_SOURCE EXTRACT_.
•••••

This evidence was all very convincing for a “lairds house” but where were the remains of the house?

Results and Conclusions

The main outcomes were the plan and processed aerial photograph below

There has been significant destruction and stone robbing at the site, but after studying what remains there, and the documentary, photographic and map evidence it was possible to arrive at a reasonably confident conclusion.

The buildings of the farmstead were not difficult to identify. They are roofed on the 1st Edition OS map and may have been built as part of the improvements that John Urquhart carried out before at the end of the 18th or early 19th century; the sasines of March 1818 in the transfer of land from John have “Thomas Urquhart (his heir), Broker, London seised – in Kinbeachie principal Dwelling House, Office houses, and Mill and Mill lands thereof……..” (it is probable that the “office houses” here are the farmstead)

By 1840 and the New Statistical Account The NSA of 1836 has:  “(Kinbeachie) the property of Thomas Urquhart Esq, who has much improved the lands”

After a careful study of the surface remains at the site, the 1959 photographs and the 1st and 2nd edition OS maps we came to the conclusion that the “lairds house” was the building seen on the 1st and 2nd edition OS maps of 1876 and 1904 as a ruin to the east of the site. There are no traces of it today, the land has been ploughed over and the building has disappeared completely. The building was on a slightly higher piece of ground; the OS maps of 1876, 1904 and 1937-60 (1:25,000) have a ruined building, but there is nothing on the current OS map. The building footings were however still extant in 1966 when the Canmore entry has “the remains of Kinbeachie Castle (ie. the Lairds House) comprise the SE wall and the foundations of the NE, NW and SW walls. The SE wall 1.2m in width is extant to a maximum height of 1.7m and total length of 6.6m externally. It is rubble masonry but the E and S angles have been constructed of dressed stones. The inside wall is obscured in a mass of tumble”. No such remains are seen at the site today.

NOSAS members undertaking the planetable survey at Kinbeachie.

We are left, then, with the substantial remains in the central area of the site; this surely must be what remains of the old castle, much altered and re-used as one might expect. The two walls at right-angles to one another suggest the foundations of a small medieval tower house which is circa10.5m x 7-8m. Newmore Castle, near Alness, is similar in size at 10.9m x 7.3m and has a date stone of 1625 although it is said to have existed from 1580. Fairburn Tower too has an even smaller ground plan but is 5 storeys high; it is reported as having been built in the 1540s.

•••••

_PROVIDED MATERIAL_.
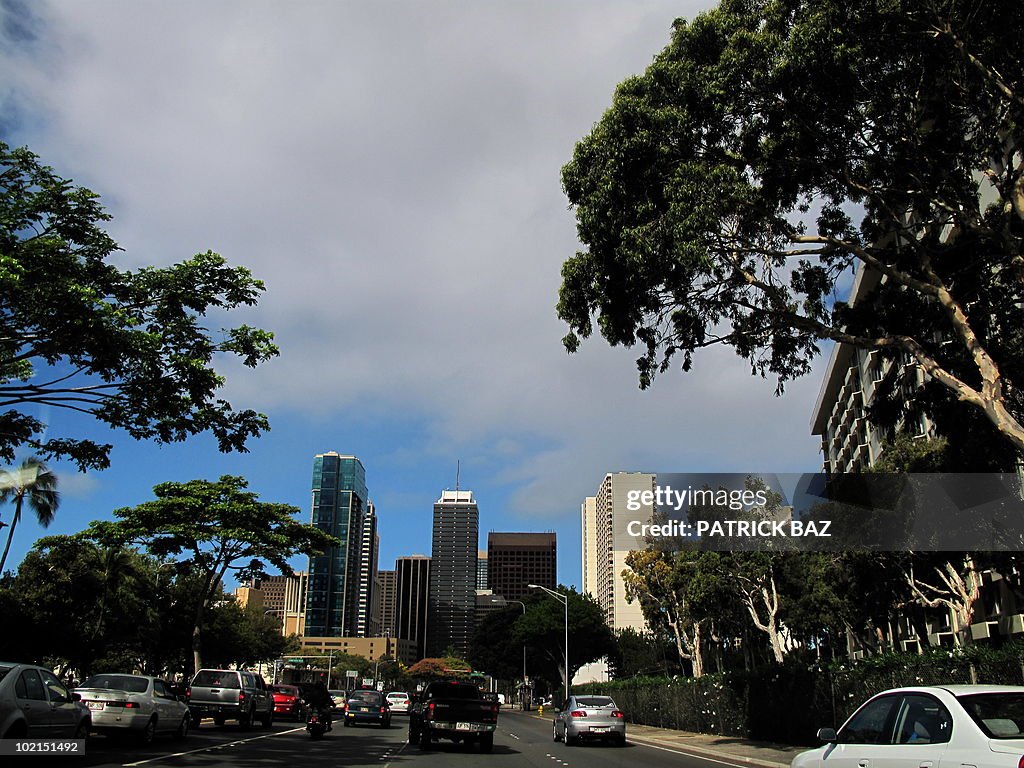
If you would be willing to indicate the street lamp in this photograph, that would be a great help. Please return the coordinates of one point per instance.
(564, 600)
(523, 693)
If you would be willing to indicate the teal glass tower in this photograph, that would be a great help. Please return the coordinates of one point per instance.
(339, 508)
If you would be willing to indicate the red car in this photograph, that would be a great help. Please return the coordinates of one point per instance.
(288, 700)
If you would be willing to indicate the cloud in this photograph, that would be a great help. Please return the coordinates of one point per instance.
(391, 171)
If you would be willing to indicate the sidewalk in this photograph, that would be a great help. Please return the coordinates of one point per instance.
(731, 749)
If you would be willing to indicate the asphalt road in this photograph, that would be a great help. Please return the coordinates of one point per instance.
(522, 740)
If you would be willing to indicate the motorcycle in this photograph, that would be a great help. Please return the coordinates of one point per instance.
(316, 724)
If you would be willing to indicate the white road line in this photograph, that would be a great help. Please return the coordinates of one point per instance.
(740, 763)
(209, 749)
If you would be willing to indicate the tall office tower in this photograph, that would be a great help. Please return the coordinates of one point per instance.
(481, 569)
(453, 573)
(339, 507)
(610, 543)
(384, 604)
(515, 560)
(412, 588)
(369, 547)
(588, 514)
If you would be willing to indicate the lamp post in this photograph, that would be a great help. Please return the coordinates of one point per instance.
(523, 693)
(564, 600)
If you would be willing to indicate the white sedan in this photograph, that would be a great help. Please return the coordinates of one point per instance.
(945, 726)
(139, 705)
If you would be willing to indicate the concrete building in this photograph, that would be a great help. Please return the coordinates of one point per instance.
(385, 597)
(340, 507)
(452, 608)
(606, 544)
(517, 559)
(412, 590)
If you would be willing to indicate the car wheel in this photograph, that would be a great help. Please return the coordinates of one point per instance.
(150, 732)
(182, 730)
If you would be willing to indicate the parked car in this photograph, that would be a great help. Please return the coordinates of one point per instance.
(34, 704)
(977, 725)
(288, 701)
(138, 705)
(398, 700)
(230, 694)
(589, 718)
(367, 707)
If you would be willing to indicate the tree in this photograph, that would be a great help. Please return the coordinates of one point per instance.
(125, 347)
(775, 145)
(543, 628)
(218, 527)
(34, 482)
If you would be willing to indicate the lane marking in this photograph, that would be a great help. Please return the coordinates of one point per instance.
(741, 763)
(209, 749)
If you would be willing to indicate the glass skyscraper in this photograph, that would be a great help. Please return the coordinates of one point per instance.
(340, 507)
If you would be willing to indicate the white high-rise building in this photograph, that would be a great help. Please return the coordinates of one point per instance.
(606, 543)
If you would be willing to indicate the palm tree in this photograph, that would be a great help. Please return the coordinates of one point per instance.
(33, 481)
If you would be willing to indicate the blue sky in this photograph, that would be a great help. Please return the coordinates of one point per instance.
(391, 171)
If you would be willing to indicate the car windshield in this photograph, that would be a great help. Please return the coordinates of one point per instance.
(130, 683)
(216, 679)
(595, 701)
(998, 715)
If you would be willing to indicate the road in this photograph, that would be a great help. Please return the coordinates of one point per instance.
(522, 740)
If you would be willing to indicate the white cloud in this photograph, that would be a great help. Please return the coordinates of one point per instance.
(391, 170)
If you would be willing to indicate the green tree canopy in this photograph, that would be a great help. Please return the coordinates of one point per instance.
(216, 527)
(126, 347)
(775, 145)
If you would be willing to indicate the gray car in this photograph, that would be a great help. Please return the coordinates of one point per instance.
(590, 718)
(138, 705)
(34, 704)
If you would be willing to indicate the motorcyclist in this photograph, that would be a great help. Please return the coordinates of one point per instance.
(318, 698)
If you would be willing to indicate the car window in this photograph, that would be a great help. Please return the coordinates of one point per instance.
(130, 683)
(594, 701)
(30, 686)
(922, 720)
(871, 724)
(998, 715)
(216, 679)
(56, 690)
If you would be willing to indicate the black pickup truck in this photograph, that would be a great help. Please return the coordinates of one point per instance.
(454, 711)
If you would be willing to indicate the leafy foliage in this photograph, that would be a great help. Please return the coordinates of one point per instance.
(775, 145)
(125, 347)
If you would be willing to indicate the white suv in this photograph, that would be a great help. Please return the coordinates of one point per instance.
(398, 700)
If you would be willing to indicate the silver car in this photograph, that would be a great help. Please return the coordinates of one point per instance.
(136, 705)
(34, 704)
(589, 718)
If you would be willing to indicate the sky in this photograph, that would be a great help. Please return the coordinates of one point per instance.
(391, 171)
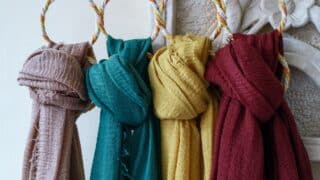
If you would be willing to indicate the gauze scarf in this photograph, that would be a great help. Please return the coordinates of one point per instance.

•••••

_GOAL 1_. In the Kinbeachie survey report, translate this sentence into French: "The buildings of the farmstead were not difficult to identify."
_GOAL 2_. According to the Kinbeachie survey report, why are there no traces today of the building identified as the "lairds house"?

_WRITTEN ANSWER 1_. Les bâtiments de la ferme n'étaient pas difficiles à identifier.

_WRITTEN ANSWER 2_. The land where it stood has been ploughed over, and the building has disappeared completely. Its footings were still there in 1966, but no such remains are seen at the site today.